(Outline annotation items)
━━━━
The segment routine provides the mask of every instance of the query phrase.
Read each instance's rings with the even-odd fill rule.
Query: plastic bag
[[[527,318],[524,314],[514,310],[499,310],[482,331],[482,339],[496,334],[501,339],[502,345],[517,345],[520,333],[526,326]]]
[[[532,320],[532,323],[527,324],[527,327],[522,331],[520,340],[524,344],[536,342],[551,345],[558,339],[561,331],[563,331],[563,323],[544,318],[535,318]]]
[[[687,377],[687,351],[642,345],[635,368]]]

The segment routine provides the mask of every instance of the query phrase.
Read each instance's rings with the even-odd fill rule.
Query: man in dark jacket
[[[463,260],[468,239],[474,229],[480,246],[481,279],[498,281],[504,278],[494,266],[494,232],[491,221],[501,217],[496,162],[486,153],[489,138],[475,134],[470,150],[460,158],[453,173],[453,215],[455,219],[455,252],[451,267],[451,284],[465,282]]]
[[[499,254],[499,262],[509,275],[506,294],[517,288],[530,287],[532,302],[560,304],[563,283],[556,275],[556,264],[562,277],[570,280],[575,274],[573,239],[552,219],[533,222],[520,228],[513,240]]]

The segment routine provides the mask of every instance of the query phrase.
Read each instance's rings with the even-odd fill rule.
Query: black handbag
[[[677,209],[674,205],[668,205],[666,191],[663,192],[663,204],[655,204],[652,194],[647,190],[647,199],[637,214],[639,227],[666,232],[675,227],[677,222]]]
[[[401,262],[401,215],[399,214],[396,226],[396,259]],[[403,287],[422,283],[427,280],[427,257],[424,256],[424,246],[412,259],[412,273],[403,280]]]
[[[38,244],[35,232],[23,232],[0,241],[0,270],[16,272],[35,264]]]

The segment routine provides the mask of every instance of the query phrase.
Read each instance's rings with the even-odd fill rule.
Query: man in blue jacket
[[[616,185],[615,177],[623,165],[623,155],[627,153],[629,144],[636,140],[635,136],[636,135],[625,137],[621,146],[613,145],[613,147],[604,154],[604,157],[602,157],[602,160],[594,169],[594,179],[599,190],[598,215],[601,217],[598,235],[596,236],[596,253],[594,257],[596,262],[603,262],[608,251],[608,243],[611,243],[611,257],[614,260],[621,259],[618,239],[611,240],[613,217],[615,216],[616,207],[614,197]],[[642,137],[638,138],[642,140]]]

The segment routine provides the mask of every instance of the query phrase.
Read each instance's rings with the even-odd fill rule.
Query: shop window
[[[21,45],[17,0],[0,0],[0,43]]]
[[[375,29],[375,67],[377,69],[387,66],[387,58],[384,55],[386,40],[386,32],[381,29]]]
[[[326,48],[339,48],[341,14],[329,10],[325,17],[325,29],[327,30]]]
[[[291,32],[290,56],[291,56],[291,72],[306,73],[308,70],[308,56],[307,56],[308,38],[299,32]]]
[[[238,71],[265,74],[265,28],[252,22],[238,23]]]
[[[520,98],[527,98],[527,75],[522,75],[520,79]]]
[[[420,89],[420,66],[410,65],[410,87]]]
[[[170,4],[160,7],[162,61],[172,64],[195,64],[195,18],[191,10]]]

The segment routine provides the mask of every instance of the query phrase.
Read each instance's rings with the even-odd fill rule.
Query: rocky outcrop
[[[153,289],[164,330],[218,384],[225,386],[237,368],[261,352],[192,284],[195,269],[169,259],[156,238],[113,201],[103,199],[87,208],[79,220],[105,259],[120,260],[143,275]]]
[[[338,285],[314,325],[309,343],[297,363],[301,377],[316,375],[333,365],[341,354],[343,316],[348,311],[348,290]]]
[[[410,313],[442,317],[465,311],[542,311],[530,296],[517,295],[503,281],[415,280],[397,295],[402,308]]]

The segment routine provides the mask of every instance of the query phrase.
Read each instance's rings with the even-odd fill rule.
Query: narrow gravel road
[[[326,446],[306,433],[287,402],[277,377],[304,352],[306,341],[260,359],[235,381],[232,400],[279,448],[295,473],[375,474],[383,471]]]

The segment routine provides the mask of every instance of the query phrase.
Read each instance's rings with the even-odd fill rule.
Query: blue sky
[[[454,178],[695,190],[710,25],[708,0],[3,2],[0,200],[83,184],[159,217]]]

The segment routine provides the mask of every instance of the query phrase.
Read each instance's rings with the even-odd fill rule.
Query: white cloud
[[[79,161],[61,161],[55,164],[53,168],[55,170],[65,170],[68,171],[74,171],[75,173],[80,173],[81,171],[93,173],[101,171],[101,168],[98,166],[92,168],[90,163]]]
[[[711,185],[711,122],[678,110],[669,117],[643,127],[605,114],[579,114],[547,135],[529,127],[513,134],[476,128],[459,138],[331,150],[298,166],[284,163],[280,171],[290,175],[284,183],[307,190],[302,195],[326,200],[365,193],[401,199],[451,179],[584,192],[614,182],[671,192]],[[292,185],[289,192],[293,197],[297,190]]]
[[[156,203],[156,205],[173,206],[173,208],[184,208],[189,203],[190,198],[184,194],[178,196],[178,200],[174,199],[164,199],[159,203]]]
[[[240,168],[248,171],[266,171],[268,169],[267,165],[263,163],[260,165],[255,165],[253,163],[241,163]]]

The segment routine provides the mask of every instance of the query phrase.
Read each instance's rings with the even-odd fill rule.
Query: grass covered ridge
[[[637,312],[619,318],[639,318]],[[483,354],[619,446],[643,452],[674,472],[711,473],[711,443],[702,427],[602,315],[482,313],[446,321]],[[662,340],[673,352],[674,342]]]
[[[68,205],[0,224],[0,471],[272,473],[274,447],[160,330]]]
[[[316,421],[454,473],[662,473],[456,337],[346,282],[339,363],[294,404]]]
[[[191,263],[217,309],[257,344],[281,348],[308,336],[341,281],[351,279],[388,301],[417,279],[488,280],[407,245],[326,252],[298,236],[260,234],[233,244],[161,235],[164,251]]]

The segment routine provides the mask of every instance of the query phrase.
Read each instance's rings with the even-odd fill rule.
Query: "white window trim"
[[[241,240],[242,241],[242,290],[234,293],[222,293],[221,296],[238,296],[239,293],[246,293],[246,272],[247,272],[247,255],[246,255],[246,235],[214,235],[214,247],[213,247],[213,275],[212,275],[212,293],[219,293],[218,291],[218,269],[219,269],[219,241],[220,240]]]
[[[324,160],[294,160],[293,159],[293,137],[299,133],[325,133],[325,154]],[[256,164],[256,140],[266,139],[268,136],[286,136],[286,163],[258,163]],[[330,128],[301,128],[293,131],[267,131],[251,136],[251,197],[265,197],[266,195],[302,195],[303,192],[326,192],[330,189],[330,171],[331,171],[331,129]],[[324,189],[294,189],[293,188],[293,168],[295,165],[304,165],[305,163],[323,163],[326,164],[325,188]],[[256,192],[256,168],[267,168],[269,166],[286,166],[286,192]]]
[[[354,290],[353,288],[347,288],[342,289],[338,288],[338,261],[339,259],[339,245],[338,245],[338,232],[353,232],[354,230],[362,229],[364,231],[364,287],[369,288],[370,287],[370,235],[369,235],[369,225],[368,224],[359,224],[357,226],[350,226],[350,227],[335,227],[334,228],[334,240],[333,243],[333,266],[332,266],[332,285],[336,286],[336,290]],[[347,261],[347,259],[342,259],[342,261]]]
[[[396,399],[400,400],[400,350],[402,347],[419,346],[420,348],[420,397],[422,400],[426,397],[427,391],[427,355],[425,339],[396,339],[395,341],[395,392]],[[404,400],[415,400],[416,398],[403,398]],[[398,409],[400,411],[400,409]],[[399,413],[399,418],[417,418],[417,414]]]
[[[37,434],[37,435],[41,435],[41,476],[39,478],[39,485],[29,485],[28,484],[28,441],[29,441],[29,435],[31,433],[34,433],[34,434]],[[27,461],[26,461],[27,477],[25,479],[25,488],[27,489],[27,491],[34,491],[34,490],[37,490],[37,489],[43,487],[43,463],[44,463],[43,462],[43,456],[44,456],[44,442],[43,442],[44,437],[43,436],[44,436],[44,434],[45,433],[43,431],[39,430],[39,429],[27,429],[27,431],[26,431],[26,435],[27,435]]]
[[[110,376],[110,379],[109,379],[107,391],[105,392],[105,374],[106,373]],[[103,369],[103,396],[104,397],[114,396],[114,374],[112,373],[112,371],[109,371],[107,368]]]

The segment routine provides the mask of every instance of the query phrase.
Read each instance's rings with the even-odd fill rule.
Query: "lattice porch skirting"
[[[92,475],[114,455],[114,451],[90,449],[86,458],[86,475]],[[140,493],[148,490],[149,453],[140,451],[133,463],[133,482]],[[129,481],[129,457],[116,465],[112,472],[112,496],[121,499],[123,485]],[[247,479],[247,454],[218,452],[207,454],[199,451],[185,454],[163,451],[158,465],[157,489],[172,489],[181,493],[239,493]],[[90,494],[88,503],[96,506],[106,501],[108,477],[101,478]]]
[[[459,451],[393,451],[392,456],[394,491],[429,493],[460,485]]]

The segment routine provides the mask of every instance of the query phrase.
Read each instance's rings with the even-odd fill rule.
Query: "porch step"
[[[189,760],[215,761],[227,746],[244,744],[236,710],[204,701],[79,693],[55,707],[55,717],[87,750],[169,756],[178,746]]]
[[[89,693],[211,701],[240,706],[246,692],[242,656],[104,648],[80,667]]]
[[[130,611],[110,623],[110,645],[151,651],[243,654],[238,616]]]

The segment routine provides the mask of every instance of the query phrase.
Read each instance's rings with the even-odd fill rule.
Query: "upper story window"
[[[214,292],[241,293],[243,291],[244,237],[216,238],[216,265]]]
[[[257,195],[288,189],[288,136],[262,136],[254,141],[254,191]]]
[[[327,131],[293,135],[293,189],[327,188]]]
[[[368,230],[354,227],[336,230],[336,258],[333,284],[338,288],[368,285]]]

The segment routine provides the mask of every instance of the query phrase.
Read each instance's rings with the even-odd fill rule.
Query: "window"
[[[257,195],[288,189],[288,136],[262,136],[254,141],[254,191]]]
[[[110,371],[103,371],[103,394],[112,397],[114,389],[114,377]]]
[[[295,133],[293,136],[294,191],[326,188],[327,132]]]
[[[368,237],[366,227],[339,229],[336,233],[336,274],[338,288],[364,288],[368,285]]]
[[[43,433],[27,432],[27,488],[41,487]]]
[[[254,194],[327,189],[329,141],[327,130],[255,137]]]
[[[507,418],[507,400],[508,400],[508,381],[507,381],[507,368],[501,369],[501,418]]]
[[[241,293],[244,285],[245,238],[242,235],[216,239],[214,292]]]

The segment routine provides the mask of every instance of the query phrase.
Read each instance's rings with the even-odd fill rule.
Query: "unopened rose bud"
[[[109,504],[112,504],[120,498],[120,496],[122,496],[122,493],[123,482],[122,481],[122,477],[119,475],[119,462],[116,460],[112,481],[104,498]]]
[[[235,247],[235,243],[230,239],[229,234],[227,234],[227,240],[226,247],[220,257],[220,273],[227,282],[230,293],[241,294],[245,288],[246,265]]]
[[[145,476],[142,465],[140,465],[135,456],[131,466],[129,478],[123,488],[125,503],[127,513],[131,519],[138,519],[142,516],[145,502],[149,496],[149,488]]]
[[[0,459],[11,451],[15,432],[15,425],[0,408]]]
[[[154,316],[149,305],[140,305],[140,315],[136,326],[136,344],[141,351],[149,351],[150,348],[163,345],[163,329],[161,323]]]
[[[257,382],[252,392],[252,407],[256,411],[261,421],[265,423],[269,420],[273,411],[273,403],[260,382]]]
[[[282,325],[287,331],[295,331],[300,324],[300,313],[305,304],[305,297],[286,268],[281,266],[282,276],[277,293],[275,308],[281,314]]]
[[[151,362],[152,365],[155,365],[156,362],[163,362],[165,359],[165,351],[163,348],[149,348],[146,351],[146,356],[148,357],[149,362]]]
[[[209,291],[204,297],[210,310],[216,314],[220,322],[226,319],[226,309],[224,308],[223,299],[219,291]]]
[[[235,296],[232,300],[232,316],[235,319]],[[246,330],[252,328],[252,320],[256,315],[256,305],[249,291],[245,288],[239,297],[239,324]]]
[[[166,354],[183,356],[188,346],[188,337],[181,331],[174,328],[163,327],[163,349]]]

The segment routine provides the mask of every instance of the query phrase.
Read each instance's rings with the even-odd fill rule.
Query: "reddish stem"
━━━━
■ **Short exercise**: Pull out every line of the items above that contains the string "window". Case counts.

■ **The answer**:
Query: shop window
Query: "white window trim"
Query: "upper story window"
Query: "window"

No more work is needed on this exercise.